(Spatial annotation records)
-- start --
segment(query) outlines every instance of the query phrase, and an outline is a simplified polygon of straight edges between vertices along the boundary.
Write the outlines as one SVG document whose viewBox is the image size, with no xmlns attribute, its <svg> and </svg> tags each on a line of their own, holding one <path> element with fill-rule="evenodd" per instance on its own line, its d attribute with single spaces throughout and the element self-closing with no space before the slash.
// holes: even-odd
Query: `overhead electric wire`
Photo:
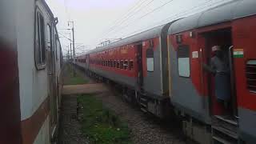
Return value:
<svg viewBox="0 0 256 144">
<path fill-rule="evenodd" d="M 103 37 L 105 37 L 107 34 L 110 33 L 111 31 L 113 31 L 116 26 L 118 26 L 118 25 L 122 25 L 122 23 L 126 22 L 127 20 L 129 20 L 129 18 L 132 18 L 134 16 L 135 14 L 138 13 L 140 10 L 142 10 L 143 8 L 146 7 L 147 6 L 149 6 L 150 3 L 152 3 L 154 0 L 150 0 L 148 3 L 146 3 L 143 7 L 140 7 L 145 2 L 146 2 L 147 0 L 143 1 L 140 6 L 138 6 L 138 9 L 134 11 L 134 13 L 130 13 L 130 14 L 126 15 L 126 17 L 124 17 L 122 21 L 120 21 L 120 22 L 117 22 L 115 25 L 114 25 L 113 26 L 111 26 L 109 30 L 106 33 L 104 33 L 102 35 Z"/>
<path fill-rule="evenodd" d="M 165 6 L 166 5 L 167 5 L 167 4 L 170 3 L 170 2 L 173 2 L 173 1 L 174 1 L 174 0 L 170 0 L 170 1 L 166 2 L 165 2 L 164 4 L 161 5 L 160 6 L 158 6 L 158 7 L 157 7 L 157 8 L 154 9 L 153 10 L 151 10 L 151 11 L 150 11 L 150 12 L 148 12 L 148 13 L 146 13 L 146 14 L 143 14 L 142 16 L 141 16 L 141 17 L 139 17 L 139 18 L 138 18 L 134 19 L 134 21 L 132 21 L 132 22 L 134 22 L 134 21 L 136 21 L 136 20 L 138 20 L 138 19 L 141 19 L 141 18 L 145 18 L 146 16 L 147 16 L 147 15 L 150 14 L 151 13 L 153 13 L 153 12 L 154 12 L 154 11 L 156 11 L 156 10 L 159 10 L 160 8 L 162 8 L 162 7 Z M 128 24 L 126 24 L 126 25 L 125 25 L 125 26 L 122 26 L 122 27 L 120 27 L 119 29 L 116 29 L 116 30 L 114 30 L 114 31 L 118 30 L 120 30 L 120 29 L 123 29 L 123 28 L 126 27 L 127 26 L 129 26 L 129 25 L 130 25 L 130 24 L 131 24 L 131 22 L 130 22 L 130 23 L 128 23 Z M 111 30 L 111 31 L 113 31 L 113 30 Z M 111 31 L 110 31 L 110 32 L 111 32 Z"/>
<path fill-rule="evenodd" d="M 146 2 L 146 1 L 147 1 L 147 0 L 144 0 L 144 1 L 142 1 L 142 3 L 140 3 L 140 2 L 142 2 L 142 0 L 138 1 L 138 2 L 135 3 L 135 5 L 134 5 L 131 9 L 128 10 L 128 11 L 126 12 L 126 14 L 124 14 L 124 16 L 122 16 L 122 17 L 120 18 L 121 20 L 120 20 L 120 18 L 116 19 L 116 20 L 113 22 L 113 24 L 112 24 L 112 25 L 114 25 L 114 26 L 112 26 L 110 28 L 109 28 L 109 29 L 107 30 L 107 31 L 106 31 L 106 32 L 104 32 L 103 34 L 105 34 L 107 33 L 109 30 L 111 30 L 113 28 L 114 28 L 114 27 L 115 27 L 115 25 L 118 24 L 120 22 L 123 21 L 127 16 L 130 15 L 130 14 L 133 13 L 132 10 L 136 10 L 138 7 L 139 7 L 142 4 L 143 4 L 143 3 Z M 104 35 L 104 34 L 102 34 L 102 35 Z"/>
<path fill-rule="evenodd" d="M 62 35 L 62 37 L 66 38 L 66 39 L 68 39 L 69 41 L 73 42 L 70 38 L 67 38 L 66 35 L 62 34 L 62 33 L 58 32 L 58 34 L 59 34 Z"/>
<path fill-rule="evenodd" d="M 212 0 L 209 0 L 209 1 L 212 1 Z M 203 5 L 205 5 L 205 3 L 209 2 L 209 1 L 203 2 Z M 196 14 L 196 13 L 198 13 L 198 12 L 201 12 L 202 10 L 206 9 L 206 7 L 211 6 L 213 6 L 213 5 L 224 4 L 225 2 L 223 2 L 222 0 L 220 0 L 220 1 L 218 1 L 218 2 L 216 2 L 210 3 L 210 4 L 207 5 L 207 6 L 202 6 L 202 7 L 199 7 L 198 6 L 194 6 L 194 7 L 192 7 L 192 8 L 190 8 L 189 10 L 182 11 L 182 12 L 178 13 L 178 14 L 174 14 L 174 15 L 173 15 L 173 16 L 171 16 L 171 17 L 169 17 L 169 18 L 166 18 L 166 19 L 164 19 L 164 20 L 162 20 L 162 21 L 160 21 L 160 22 L 155 22 L 154 25 L 151 25 L 150 26 L 147 26 L 147 28 L 150 28 L 150 27 L 152 28 L 152 26 L 155 27 L 155 26 L 161 26 L 161 25 L 164 24 L 164 22 L 168 21 L 168 20 L 170 21 L 170 19 L 174 20 L 175 18 L 177 19 L 177 18 L 182 18 L 183 16 L 186 16 L 188 13 Z M 229 2 L 230 2 L 230 1 L 229 1 Z M 199 7 L 199 8 L 197 9 L 197 10 L 194 10 L 194 9 L 196 9 L 196 8 L 198 8 L 198 7 Z M 185 14 L 183 14 L 183 13 L 185 13 Z M 128 34 L 126 34 L 126 36 L 130 36 L 130 35 L 132 35 L 133 34 L 136 34 L 136 33 L 138 33 L 138 32 L 143 31 L 143 30 L 147 30 L 147 28 L 146 28 L 146 29 L 145 29 L 145 28 L 140 29 L 140 30 L 135 30 L 135 31 L 134 31 L 134 32 L 132 32 L 132 33 L 129 33 Z"/>
</svg>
-- end --
**Problem statement:**
Copy out each line above that contains the word "instance", treating uppercase and lowercase letters as different.

**Response to this task:**
segment(query) outlines every instance of the query phrase, and an outline is a simplified polygon of straight edges between vertices along the boundary.
Write the outlines as one SVG document whose viewBox is the image size, with no xmlns attribute, its <svg> and </svg> tags each on a line of their own, holding one <path> element with fill-rule="evenodd" per instance on its own line, its d attribute with single spaces throughout and the element self-closing with no space before the slash.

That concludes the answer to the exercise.